PROBLEMS TO SOLVE:
(1) Decide whether each statement below agrees with the Spark performance tuning text. Answer yes or no for (a), (b) and (c), and quote the words of the text that decide each one: (a) The text names two main areas to focus on in Spark performance tuning. (b) The text counts using reduceByKey instead of groupByKey as a cluster configuration level matter. (c) At the cluster level, the text says the main focus is on memory and CPU cores.
(2) Carry the Spark performance tuning text forward from the point where it ends.

## Table Of Contents
* [Categories of Optimizations](#Categories-of-Optimizations)
  * [Cluster Level Optimizations](#Cluster-Level-Optimizations)
  * [Balanced Approach](#Balanced-Approach)
  * [Practical](#Practical)
* [Salting](#Salting)
* [Static Resource Allocation](#Static-Resource-Allocation)
* [Memory in Apache Spark](#Memory-in-Apache-Spark)
* [Cache and Persist](#Cache-and-Persist)
* [Serializer](#Serializer)

### Categories of Optimizations

There are basically two main areas we should focus on when we talk about Spark Performance Tuning:

1. **Cluster configuration level** - This is basically thinking on resource perspective like CPU/Memory etc.

2. **Application Code level** - How we write the code. partitioning, bucketing, cache & persist, avoiding shuffling, join optimizations, using optimized file formats, using reduceByKey instead of groupByKey etc.





### Cluster Level Optimizations

When we talk about the resources we mainly focus on Memory(RAM) and CPU cores(Compute) and when we talk about optimization then we've to make sure that job should get the right amount of resources.

INFORMATION SUPPLIED:
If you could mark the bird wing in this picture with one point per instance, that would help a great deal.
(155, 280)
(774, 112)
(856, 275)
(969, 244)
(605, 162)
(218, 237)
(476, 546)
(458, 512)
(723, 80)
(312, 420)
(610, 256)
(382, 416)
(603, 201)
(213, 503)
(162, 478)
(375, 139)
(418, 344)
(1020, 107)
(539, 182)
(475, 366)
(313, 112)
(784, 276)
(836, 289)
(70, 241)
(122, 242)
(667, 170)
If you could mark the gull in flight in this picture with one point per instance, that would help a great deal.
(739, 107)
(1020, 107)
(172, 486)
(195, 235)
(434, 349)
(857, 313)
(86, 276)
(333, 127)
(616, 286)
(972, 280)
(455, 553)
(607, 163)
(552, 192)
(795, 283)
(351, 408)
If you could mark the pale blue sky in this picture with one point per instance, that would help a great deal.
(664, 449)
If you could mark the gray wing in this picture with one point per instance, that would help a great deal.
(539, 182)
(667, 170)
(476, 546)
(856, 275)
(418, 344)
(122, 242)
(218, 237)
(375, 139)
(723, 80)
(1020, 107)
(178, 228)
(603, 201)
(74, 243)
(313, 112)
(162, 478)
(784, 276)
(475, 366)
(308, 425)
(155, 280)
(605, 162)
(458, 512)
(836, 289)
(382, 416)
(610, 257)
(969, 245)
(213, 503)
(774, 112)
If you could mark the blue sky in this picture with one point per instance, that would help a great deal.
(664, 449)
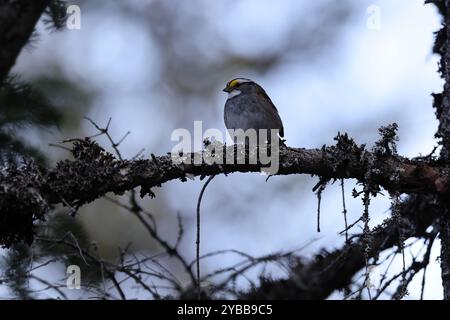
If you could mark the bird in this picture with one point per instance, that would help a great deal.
(249, 107)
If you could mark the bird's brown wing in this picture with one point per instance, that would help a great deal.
(270, 110)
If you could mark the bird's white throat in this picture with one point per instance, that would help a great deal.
(234, 93)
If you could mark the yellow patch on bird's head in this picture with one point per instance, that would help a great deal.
(234, 83)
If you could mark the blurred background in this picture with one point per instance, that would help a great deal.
(155, 66)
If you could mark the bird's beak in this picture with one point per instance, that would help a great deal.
(227, 89)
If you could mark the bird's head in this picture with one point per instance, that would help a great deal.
(239, 85)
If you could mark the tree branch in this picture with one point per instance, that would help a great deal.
(334, 270)
(27, 192)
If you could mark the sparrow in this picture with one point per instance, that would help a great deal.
(249, 107)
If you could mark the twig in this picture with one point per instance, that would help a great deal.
(197, 242)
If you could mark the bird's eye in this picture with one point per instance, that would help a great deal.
(234, 83)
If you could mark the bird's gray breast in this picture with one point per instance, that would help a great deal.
(246, 112)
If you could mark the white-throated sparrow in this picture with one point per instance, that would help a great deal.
(249, 107)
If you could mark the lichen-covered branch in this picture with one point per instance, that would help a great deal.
(26, 192)
(330, 271)
(442, 106)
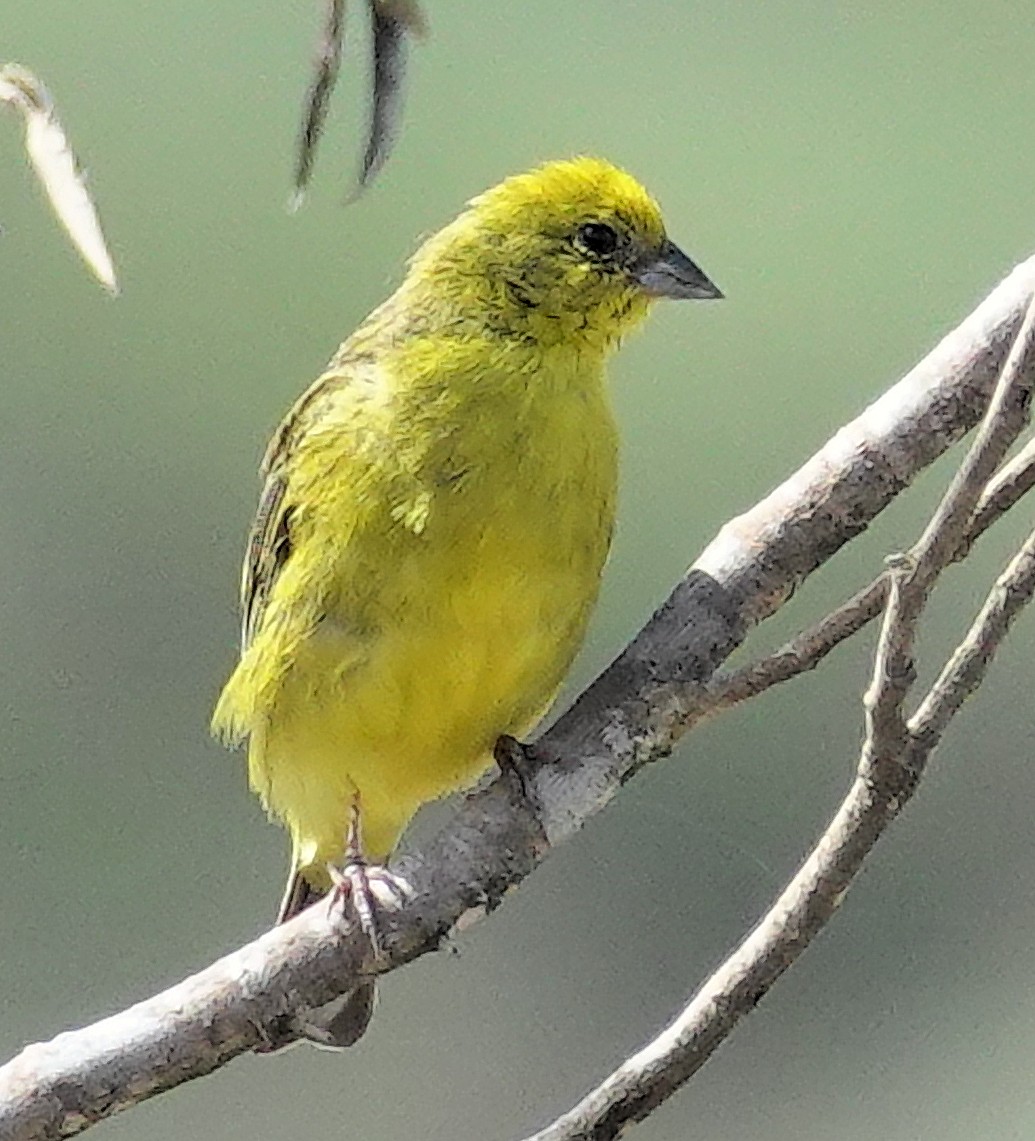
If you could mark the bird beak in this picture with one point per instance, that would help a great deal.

RESULTS IN ORDER:
(1)
(a) Yes: "There are basically two main areas we should focus on when we talk about Spark Performance Tuning"
(b) No: "Application Code level** - How we write the code. partitioning, bucketing, cache & persist, avoiding shuffling, join optimizations, using optimized file formats, using reduceByKey instead of groupByKey etc."
(c) Yes: "we mainly focus on Memory(RAM) and CPU cores(Compute)"

(2)
* Let's say we've 10 node cluster or 10 worker nodes.
* Each node has 16 CPU cores.
* Each node has 64GB RAM.

Executor(It is like a container of resources or JVM, It means it contains both RAM and CPU. It is upon use that how big should be an executor).

*Can a single node can have more than one executor?*</BR>
Yes, a single node can have more than one execotors or multiple containers.

*How many executors can we created in a node?*</BR>
16 Cores, 64GB RAM - 1 Core will be alloted to background processing and 1GB RAM to OS</BR>

There are two strategies:

1. **Thin Executor** - We'll try to create more executors with each executor holding minimum possible resources. As per above configuration we can create 15 executors with each executor holding 1 core and 63/13 GB RAM.

Drawbacks:
* Here, multithreading is not possible because we've only one core in each container.
* A lot of copies of a broadcast variable is required since each executors should recieve a copy of the B variable.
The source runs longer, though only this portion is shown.